---------- QUOTED TEXT

Prokuron Sourcing Solutions Inc. v. Sobeys Inc. and Lexmark Canada Inc.
2019 ONSC 7403
COURT FILE NO.: CV-18-606255
DATE: 2019-12-19
SUPERIOR COURT OF JUSTICE - ONTARIO
RE: PROKURON SOURCING SOLUTIONS INC., Plaintiff
AND: SOBEYS INC. and LEXMARK CANADA INC., Defendants
BEFORE: KOEHNEN J.
COUNSEL: Andrew McCoomb, for the Moving Party, Sobeys Inc. Mark Wiffen for the respondent Prokuron Sourcing Solutions Inc. Ejona Xega for Lexmark Canada Inc.
HEARD: November 28, 2019
ENDORSEMENT
[1] The defendant Sobeys Inc. moves for an order striking the statement of claim against it under rule 21.01 (1) (b) as disclosing no reasonable cause of action.

--------------------
---------- PROVIDED INFORMATION

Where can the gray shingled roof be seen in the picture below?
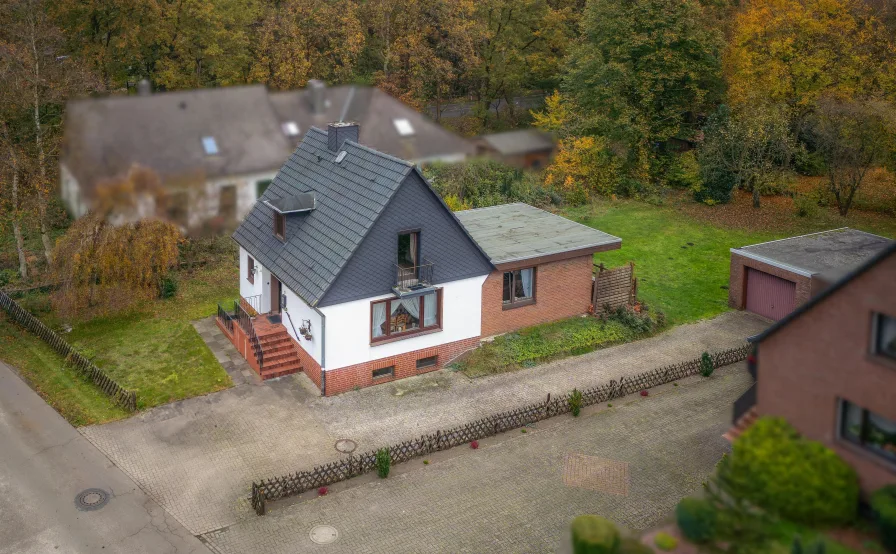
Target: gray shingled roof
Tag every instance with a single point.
(349, 195)
(830, 252)
(521, 141)
(514, 232)
(375, 112)
(163, 131)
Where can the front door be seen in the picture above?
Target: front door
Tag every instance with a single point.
(276, 290)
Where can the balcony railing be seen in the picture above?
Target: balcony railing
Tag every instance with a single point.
(413, 279)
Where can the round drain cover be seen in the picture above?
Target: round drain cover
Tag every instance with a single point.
(324, 534)
(91, 499)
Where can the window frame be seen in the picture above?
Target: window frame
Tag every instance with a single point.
(388, 375)
(514, 303)
(877, 319)
(390, 336)
(434, 358)
(861, 441)
(279, 225)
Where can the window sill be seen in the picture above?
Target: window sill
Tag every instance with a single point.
(520, 304)
(881, 360)
(866, 454)
(403, 336)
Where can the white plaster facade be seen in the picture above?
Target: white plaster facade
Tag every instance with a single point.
(343, 330)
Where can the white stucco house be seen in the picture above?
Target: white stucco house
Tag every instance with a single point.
(354, 271)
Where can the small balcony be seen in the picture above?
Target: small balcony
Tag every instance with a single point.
(412, 280)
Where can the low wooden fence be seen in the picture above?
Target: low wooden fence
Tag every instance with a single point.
(121, 396)
(354, 465)
(614, 287)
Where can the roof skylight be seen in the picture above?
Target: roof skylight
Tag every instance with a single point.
(403, 126)
(210, 146)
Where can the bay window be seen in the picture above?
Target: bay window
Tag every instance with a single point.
(394, 317)
(519, 287)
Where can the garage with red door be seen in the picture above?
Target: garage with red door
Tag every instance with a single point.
(773, 278)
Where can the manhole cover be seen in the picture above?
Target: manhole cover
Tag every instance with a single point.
(91, 499)
(324, 534)
(346, 446)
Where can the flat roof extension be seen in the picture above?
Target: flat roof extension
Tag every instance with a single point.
(515, 232)
(829, 252)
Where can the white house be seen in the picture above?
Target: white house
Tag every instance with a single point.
(353, 270)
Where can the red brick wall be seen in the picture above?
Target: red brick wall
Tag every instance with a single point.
(562, 289)
(361, 375)
(738, 280)
(823, 355)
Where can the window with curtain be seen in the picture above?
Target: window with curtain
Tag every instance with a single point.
(885, 336)
(519, 286)
(404, 316)
(874, 433)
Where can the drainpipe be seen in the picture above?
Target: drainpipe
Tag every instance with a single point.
(323, 350)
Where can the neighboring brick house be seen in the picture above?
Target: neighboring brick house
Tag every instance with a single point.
(773, 278)
(353, 270)
(829, 368)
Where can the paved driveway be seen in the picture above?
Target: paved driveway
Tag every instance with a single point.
(199, 456)
(519, 493)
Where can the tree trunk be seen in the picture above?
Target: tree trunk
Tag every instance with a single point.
(16, 216)
(41, 157)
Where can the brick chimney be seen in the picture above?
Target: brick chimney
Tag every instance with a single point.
(337, 133)
(317, 92)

--------------------

TASK 1:
Answer these questions using the Prokuron endorsement:
(a) What court file number does it carry?
(b) On what date was the matter heard?
(c) Under which rule does Sobeys Inc. seek to strike the statement of claim?
TASK 2: Echo the Prokuron endorsement from "Prokuron Sourcing Solutions Inc. v." to "for Lexmark Canada Inc.".
TASK 3: Pick up the Prokuron endorsement after its last sentence and keep writing.

RESULT 1:
(a) CV-18-606255
(b) November 28, 2019
(c) Rule 21.01 (1) (b)

RESULT 2:
Prokuron Sourcing Solutions Inc. v. Sobeys Inc. and Lexmark Canada Inc.
2019 ONSC 7403
COURT FILE NO.: CV-18-606255
DATE: 2019-12-19
SUPERIOR COURT OF JUSTICE - ONTARIO
RE: PROKURON SOURCING SOLUTIONS INC., Plaintiff
AND: SOBEYS INC. and LEXMARK CANADA INC., Defendants
BEFORE: KOEHNEN J.
COUNSEL: Andrew McCoomb, for the Moving Party, Sobeys Inc. Mark Wiffen for the respondent Prokuron Sourcing Solutions Inc. Ejona Xega for Lexmark Canada Inc.

RESULT 3:
[2] The test to strike a statement of claim as disclosing no cause of action is well-known:
(a) The claim will be struck when it is “plain and obvious” that it discloses no reasonable cause of action: Hunt v. T & N plc, 1990 90 (SCC), [1990] 2 S.C.R 959 at para. 36. The impugned paragraphs should be struck only if the cause of action has no reasonable prospect of success: Rebello v. Bank of Nova Scotia, 2018 ONSC 7127 at para. 5
(b) The words of the claim should be read generously in favour of the plaintiff. Pleadings are to be read as generously as possible to accommodate any inadequacies due to drafting deficiencies: Dawson v. Baker, 2017 ONSC 6477 at para. 39.
(c) Evidence is not admissible under rule 21.01(1)(b) although the court can consider documents referred to in the statement of claim.
(d) The threshold for a statement of claim to survive a motion to strike is not high. A “germ or scintilla” of a cause of action will be sufficient: Dawson at para. 37.
(e) As long as the pleading raises a factual matrix of concern to the plaintiff within which it is possible to locate the defendant’s liability, it will survive the motion: Dawson at para. 39.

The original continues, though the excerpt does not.